__Brief A__.
In the Velodyne extract, on what date was Hall terminated as Chairman?
__Brief B__.
Reproduce the Velodyne extract from "The public was" to "State Court Complaint.", word for word.
__Brief C__.
Carry on the Velodyne extract from its final sentence.

The public was not informed of Hall's voluntary transition from Executive Chairman to Chairman until Velodyne issued a press release on January 13, 2021, five days later. Id. n. 8. And the public would not learn of the Audit Committee's internal investigation into Hall until February 22, 2021, when Velodyne issued a press release informing the public that Hall had been terminated as Chairman on February 19, 2021 for “fail[ing] to operate with respect, honesty, integrity, and candor in their dealings with Company officer and directors.” Id. ¶ 19. Finally, the public would not learn about the Board room strife until Hall himself described it in his February 24, 2021 press release, his March 2021 Schedule 13D, his March 2021 Business Wire letter to the board, and his January 2022 State Court Complaint.

2. Velodyne's Financial Outlook and Guidance

Plaintiffs also allege defendants “repeatedly touted” Velodyne's financial outlook and prospects by overstating anticipated contract revenues and omitting problems that undermined their optimistic projections. Id. ¶ 27. On January 7, 2021, the company withdrew its future financial guidance and disclosed that it had missed its 2020 revenue targets. Id. ¶ 29.

a. Defendant's Optimistic Outlook

When news of the merger first went public, Velodyne and Graf Industrial's July 2, 2020 Joint Press Release stated that Velodyne's “[e]stimated revenues under existing customer contracts are expected to exceed $800 million from 2020 to 2024. Velodyne is expected to generate revenues of approximately $100 million in 2020, increasing to approximately $680 million in 2024 with existing contracts expected to drive just under 50% of the estimated 2024 revenues.” Id. ¶ 199; Dkt. No. 103-4 at 3. Grad Industrial also prepared and filed an Investor Presentation as an exhibit to the July 2, 2020 Joint Press Release. Id. ¶ 204; Dkt. No. 103-5. The Investor Presentation stated: (1) Velodyne had more than $680 million in projected revenue through 2024, and that 50% of this projected value was “contracted” based on volume and price agreements as of June 1, 2020, and (2) Velodyne had sixteen “signed and awarded contracts” as of June 1, 2020. Id. Importantly, the Investor Presentation commented on the “50% Contracted” statistic with a footnote stating: “Contracts represent agreed upon terms and conditions but do not include final commitment purchase orders. Actual sales may differ materially from projected values.” Dkt. No. 103-5 at 10.

__Data extracts__.
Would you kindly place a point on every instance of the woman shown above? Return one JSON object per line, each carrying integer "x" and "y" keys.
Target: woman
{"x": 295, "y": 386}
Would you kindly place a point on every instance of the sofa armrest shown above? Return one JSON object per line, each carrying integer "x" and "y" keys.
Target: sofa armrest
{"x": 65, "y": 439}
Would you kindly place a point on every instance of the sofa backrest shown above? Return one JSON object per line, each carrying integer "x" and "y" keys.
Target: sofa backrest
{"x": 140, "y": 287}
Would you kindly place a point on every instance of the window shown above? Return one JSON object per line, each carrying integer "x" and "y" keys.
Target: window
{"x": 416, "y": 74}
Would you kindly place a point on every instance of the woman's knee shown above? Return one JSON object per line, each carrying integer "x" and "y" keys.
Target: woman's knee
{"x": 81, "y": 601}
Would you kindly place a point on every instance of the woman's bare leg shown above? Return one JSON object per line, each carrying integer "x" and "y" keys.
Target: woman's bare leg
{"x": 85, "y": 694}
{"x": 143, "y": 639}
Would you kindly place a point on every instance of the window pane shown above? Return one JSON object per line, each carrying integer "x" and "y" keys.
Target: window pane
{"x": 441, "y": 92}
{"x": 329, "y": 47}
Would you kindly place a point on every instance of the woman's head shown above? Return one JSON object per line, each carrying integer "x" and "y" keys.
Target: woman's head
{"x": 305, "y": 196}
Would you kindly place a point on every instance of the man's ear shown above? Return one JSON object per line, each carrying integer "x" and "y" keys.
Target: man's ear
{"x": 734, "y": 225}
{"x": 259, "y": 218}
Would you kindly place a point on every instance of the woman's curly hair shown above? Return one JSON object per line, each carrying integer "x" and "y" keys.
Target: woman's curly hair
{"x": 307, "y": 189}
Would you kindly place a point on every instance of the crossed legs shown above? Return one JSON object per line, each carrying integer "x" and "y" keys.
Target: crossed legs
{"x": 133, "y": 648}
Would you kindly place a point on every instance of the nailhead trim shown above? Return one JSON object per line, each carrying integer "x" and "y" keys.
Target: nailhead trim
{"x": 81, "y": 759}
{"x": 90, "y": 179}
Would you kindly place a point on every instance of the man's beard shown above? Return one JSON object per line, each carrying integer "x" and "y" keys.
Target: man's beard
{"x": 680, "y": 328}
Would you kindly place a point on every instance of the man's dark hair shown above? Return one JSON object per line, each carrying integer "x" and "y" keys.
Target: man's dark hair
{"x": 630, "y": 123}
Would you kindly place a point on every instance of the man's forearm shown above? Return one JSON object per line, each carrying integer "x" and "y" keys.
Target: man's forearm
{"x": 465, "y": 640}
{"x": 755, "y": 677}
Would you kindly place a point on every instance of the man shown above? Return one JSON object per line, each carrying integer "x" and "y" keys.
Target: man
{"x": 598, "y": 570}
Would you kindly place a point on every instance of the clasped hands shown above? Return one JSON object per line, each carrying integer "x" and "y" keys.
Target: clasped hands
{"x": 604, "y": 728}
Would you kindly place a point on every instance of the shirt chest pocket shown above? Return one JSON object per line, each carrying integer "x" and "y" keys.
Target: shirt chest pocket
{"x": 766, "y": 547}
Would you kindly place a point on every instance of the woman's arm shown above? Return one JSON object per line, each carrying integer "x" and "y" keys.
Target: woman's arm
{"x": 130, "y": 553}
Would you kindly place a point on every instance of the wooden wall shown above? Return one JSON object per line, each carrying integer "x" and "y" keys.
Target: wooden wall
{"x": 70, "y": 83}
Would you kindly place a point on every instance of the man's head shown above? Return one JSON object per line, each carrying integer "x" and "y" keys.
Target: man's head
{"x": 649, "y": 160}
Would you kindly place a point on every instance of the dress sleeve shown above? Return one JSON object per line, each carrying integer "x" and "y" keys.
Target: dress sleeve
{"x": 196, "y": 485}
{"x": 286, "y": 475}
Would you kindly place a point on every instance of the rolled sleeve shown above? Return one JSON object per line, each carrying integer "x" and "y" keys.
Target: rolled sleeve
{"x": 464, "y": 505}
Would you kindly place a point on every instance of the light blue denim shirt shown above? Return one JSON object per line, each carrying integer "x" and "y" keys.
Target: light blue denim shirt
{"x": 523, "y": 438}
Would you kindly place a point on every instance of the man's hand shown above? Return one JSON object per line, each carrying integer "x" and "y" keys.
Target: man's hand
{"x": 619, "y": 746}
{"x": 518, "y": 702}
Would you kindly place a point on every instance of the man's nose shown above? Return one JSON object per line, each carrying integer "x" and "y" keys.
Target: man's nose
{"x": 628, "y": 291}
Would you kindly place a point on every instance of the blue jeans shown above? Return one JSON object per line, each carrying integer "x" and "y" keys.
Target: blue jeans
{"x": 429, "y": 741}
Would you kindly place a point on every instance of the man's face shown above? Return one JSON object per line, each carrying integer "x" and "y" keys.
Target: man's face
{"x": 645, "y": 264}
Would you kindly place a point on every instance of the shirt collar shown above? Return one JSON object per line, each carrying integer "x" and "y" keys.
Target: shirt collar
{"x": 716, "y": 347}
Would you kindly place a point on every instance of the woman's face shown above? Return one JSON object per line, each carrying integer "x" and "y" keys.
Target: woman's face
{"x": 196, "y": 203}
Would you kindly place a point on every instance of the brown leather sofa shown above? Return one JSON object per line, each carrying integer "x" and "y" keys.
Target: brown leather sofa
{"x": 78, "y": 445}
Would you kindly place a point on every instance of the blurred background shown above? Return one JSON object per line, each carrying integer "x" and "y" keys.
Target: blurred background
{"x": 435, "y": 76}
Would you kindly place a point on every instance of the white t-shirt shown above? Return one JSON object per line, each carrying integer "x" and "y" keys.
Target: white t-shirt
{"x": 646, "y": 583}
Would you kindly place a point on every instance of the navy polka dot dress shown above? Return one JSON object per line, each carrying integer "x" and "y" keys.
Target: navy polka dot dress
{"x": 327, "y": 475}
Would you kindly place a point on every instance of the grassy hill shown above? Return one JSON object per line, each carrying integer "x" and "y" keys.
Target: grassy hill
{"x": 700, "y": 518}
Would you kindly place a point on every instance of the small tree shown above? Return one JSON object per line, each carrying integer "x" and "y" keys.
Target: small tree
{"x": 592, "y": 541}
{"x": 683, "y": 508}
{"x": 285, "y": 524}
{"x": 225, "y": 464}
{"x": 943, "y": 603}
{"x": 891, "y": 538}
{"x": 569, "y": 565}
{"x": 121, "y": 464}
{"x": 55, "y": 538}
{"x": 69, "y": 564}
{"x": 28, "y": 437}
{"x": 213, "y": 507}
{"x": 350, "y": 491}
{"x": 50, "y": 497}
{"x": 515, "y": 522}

__Written reply A__.
February 19, 2021

__Written reply B__.
The public was not informed of Hall's voluntary transition from Executive Chairman to Chairman until Velodyne issued a press release on January 13, 2021, five days later. Id. n. 8. And the public would not learn of the Audit Committee's internal investigation into Hall until February 22, 2021, when Velodyne issued a press release informing the public that Hall had been terminated as Chairman on February 19, 2021 for “fail[ing] to operate with respect, honesty, integrity, and candor in their dealings with Company officer and directors.” Id. ¶ 19. Finally, the public would not learn about the Board room strife until Hall himself described it in his February 24, 2021 press release, his March 2021 Schedule 13D, his March 2021 Business Wire letter to the board, and his January 2022 State Court Complaint.

__Written reply C__.
Defendants orally reiterated the statements made in the July 2, 2020 Joint Press Release and Investor Presentation in a conference call discussing those documents on that same day. Id. ¶¶ 206, 208. During that call, defendant Gopalan represented Velodyne's “projected 2024 revenue to be over $680 million, of which roughly half is contracted today through 16 signed and awarded multiyear agreements.” Id. ¶ 208 (emphasis omitted). Defendant Graf, also on the call, reiterated these projections: “as we look out to 2024 about 50% of the 2024 revenues is from contracts already in hand. This gives us conviction and confidence in pricing off the 2024 projections.” Id. (emphasis omitted). Defendant Hamer chimed in on the call as well:

These statements were repeated again in a July 20, 2020 Investor Presentation. CAC ¶ 232 (“The July Investor Presentation represented that Velodyne had more than $680 million in projected revenue through 2024, and that 50% of this projected value was “contracted” based on volume and price agreements as of June 1, 2020. The July 2, 2020 Investor Presentation also highlighted that the Company had sixteen “signed and awarded contracts[.]”)

[W]e're expecting as we go forward that contract pipeline will only continue to grow and give us greater visibility, predictability and eventually stickiness with our customers in the revenues because we're going to seek additional contracts that will lead to signed and awarded deals.
Now, another part that's really important about this slide is the evolution of the signed and awarded contracts. As you can see here on this slide at the beginning of January 2019 we had 1, the beginning of January 2020 we had 3 and as of June 1st of this year we had 16. Again, significant improvement.
When we're looking at these numbers you start to see this ramp go, it's becomes [sic] reasonable to suggest that by the end of 2021, we should have as many as 50 signed and awarded contracts. So our pipeline will continue to grow from June 1st. The number of contracts that move to signed and awarded will continue to grow as
we go past June 1st.
And that will give us further visibility and confidence in these numbers as we go forward to hitting our projected revenue targets. Now, the other key thing for me when I'm looking at this, because people should be wondering, well, why should you be confident these numbers in the out years?
First of all, coming from multiple contracts in each year. So even if a contract moves in or out, there will be other new contracts that are going to be coming out of that pipeline. For example, in 2024, we have approximately $1.7 billion as of June 1st that is just the pipeline. And I'm looking to fill the void between $326 million and $684 million.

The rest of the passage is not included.